# [TO DO]
If an entry holds a picture, drop the picture and restate the rest word for word.

# [DATA RECORDS]
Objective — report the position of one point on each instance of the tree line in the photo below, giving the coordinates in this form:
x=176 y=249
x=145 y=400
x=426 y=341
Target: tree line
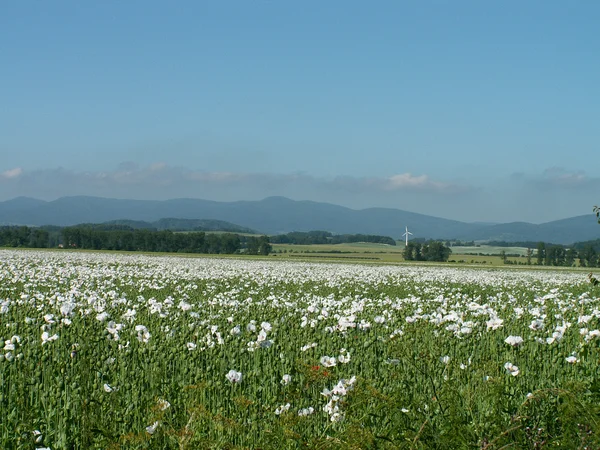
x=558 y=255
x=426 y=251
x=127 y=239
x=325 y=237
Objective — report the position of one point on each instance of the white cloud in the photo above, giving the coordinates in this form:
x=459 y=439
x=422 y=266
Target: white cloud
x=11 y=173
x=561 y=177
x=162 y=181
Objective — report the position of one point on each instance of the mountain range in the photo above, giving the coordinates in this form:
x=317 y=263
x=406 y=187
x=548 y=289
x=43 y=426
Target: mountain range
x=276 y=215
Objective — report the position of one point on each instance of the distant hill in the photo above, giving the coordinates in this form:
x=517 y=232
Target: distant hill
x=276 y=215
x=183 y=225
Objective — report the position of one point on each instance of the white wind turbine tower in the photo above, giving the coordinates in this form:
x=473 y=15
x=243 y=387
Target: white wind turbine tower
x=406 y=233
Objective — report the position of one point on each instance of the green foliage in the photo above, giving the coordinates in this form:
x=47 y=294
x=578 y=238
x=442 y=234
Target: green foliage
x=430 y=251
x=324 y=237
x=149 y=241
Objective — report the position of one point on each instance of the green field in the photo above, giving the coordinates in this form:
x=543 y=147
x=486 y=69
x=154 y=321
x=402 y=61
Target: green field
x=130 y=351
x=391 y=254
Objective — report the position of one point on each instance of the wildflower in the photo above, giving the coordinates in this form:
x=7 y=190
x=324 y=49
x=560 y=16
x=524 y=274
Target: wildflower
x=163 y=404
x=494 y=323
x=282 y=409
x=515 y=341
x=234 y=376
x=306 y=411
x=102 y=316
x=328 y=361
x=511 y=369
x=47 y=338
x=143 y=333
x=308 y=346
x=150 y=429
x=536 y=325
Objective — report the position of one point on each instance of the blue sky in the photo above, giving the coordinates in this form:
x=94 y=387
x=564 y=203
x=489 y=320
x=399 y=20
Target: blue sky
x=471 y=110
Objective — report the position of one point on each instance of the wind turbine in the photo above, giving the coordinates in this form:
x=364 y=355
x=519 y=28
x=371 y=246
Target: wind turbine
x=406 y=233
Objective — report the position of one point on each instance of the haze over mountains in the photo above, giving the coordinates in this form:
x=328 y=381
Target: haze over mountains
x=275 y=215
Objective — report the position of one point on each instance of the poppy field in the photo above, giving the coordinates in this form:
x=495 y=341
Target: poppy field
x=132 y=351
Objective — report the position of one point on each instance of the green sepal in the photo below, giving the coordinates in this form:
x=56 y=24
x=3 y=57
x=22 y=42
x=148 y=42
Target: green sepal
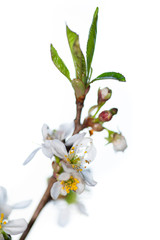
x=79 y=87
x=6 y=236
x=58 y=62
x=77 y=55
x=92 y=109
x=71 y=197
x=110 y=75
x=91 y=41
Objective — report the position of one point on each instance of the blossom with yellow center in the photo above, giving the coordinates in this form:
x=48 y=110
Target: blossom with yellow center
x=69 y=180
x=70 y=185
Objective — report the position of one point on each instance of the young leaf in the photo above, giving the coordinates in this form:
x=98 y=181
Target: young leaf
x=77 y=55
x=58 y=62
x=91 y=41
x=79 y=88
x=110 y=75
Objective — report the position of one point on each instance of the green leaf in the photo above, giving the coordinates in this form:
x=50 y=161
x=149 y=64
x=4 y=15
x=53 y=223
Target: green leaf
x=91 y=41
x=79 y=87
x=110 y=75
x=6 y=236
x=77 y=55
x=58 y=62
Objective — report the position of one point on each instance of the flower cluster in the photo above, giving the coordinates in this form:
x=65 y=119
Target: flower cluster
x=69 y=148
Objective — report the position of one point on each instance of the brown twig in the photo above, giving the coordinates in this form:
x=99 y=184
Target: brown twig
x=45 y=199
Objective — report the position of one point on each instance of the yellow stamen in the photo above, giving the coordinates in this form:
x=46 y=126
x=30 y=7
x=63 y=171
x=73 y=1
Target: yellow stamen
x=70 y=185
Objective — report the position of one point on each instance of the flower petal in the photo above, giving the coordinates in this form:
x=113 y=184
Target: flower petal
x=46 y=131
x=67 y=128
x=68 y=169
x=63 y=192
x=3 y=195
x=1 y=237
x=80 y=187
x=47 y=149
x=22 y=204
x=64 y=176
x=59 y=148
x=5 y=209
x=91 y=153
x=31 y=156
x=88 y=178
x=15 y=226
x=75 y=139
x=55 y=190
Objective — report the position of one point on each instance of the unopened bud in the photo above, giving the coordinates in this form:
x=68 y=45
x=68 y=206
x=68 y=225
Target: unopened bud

# [RESPONSE]
Objective — report the position of one point on each instance of the tree line in the photo below, giving the coordinates in this form:
x=176 y=249
x=145 y=400
x=426 y=341
Target: tree line
x=558 y=255
x=426 y=251
x=127 y=239
x=325 y=237
Objective — report the position of one point on each instance of the white cloud in the photo above, giving the coordinates in this form:
x=459 y=439
x=422 y=266
Target: white cloud
x=11 y=173
x=561 y=177
x=162 y=181
Objective — report the position of one point on each instance of the mountain range in the photo above, giving the coordinates in this form:
x=317 y=263
x=406 y=187
x=548 y=289
x=43 y=426
Target: mountain range
x=276 y=215
Objective — report the position of one point on each instance of the distant hill in the photo above, giving the coordinates in this form:
x=517 y=232
Target: distant hill
x=276 y=215
x=183 y=225
Objective — report the position of one point on each instance of the white wind turbine tower in the photo above, giving the coordinates in this form:
x=473 y=15
x=243 y=387
Target: white wind turbine tower
x=406 y=233
Objective — report the position of one point on each instance of the green foliage in the photo above, giving the coordinates in this form:
x=47 y=294
x=578 y=238
x=442 y=234
Target: green foliage
x=430 y=251
x=324 y=237
x=149 y=241
Objective — report the position of one point on each instance of the green field in the photo above, giving the coordinates in this form:
x=543 y=147
x=486 y=69
x=154 y=321
x=402 y=61
Target: green field
x=130 y=351
x=391 y=254
Objective — report the position of one point on each instance of the wildflower in the photo above, giving the coordinates in this form:
x=7 y=190
x=324 y=49
x=560 y=16
x=524 y=274
Target: wildflower
x=163 y=404
x=494 y=323
x=282 y=409
x=515 y=341
x=234 y=376
x=306 y=411
x=102 y=316
x=328 y=361
x=511 y=369
x=47 y=338
x=143 y=333
x=308 y=346
x=150 y=429
x=536 y=325
Objective — report the position of one point on each instance of the blue sky in the photo above, giving the coordinates in this form:
x=94 y=387
x=564 y=203
x=489 y=320
x=399 y=20
Target: blue sky
x=471 y=110
Objective — report the position of one point on each instance of the wind turbine in the photo above, giving the coordinates in this form:
x=364 y=355
x=519 y=28
x=371 y=246
Target: wind turbine
x=406 y=233
Objective — report the position of one point on each instance of the haze over mountains in the photo above, giving the coordinates in this form:
x=328 y=381
Target: haze over mountains
x=275 y=215
Objective — report the position of one point on each instance of the poppy field in the photo above, giving the coordinates in this form:
x=495 y=341
Target: poppy field
x=132 y=351
Objective — report the position of one point on each instance of the green sepal in the photo below, giving the coordinates in this form:
x=56 y=24
x=3 y=57
x=22 y=42
x=148 y=42
Target: green sepal
x=79 y=87
x=6 y=236
x=58 y=62
x=77 y=55
x=92 y=109
x=71 y=197
x=110 y=75
x=91 y=41
Objective — report the position of one point on each instance of the blossom with yellow center in the photo above, giving the coordinates in this form:
x=48 y=110
Target: blossom with yellow center
x=69 y=180
x=70 y=185
Objective — report the position of one point on each instance of the young leaf in the photo above, giving the coordinates in this form:
x=98 y=181
Target: young leaf
x=77 y=55
x=58 y=62
x=91 y=41
x=79 y=88
x=110 y=75
Objective — report the position of one point on each instance of the green leaf in the photo above, giving the coordinates in this form:
x=50 y=161
x=149 y=64
x=4 y=15
x=53 y=223
Target: green leaf
x=91 y=41
x=79 y=87
x=110 y=75
x=6 y=236
x=77 y=55
x=58 y=62
Objective — report the position of one point on each instance of the flower cluster in the photo above, giving the coordinates in this form:
x=65 y=119
Target: flower cluster
x=69 y=148
Objective — report the position of one point on each instance of the brown twig in the photo above, giving the coordinates in this form:
x=99 y=184
Target: brown twig
x=45 y=199
Objective — report the position of one point on each instance of the yellow stamen in the photo above, giving the coordinates in this form:
x=46 y=126
x=30 y=7
x=63 y=171
x=73 y=1
Target: yellow stamen
x=70 y=185
Objective — report the position of one point on each instance of the flower petal in the photo above, giving the coordinates in this form:
x=113 y=184
Target: flower petal
x=46 y=131
x=67 y=128
x=68 y=169
x=63 y=192
x=3 y=195
x=1 y=237
x=80 y=187
x=47 y=149
x=22 y=204
x=64 y=176
x=59 y=148
x=5 y=209
x=91 y=153
x=31 y=156
x=88 y=178
x=15 y=226
x=75 y=139
x=55 y=190
Objective — report the position of one point on each instance of the unopened bud in the photo above, giving the coordinates in this form:
x=68 y=45
x=68 y=206
x=68 y=225
Target: unopened bud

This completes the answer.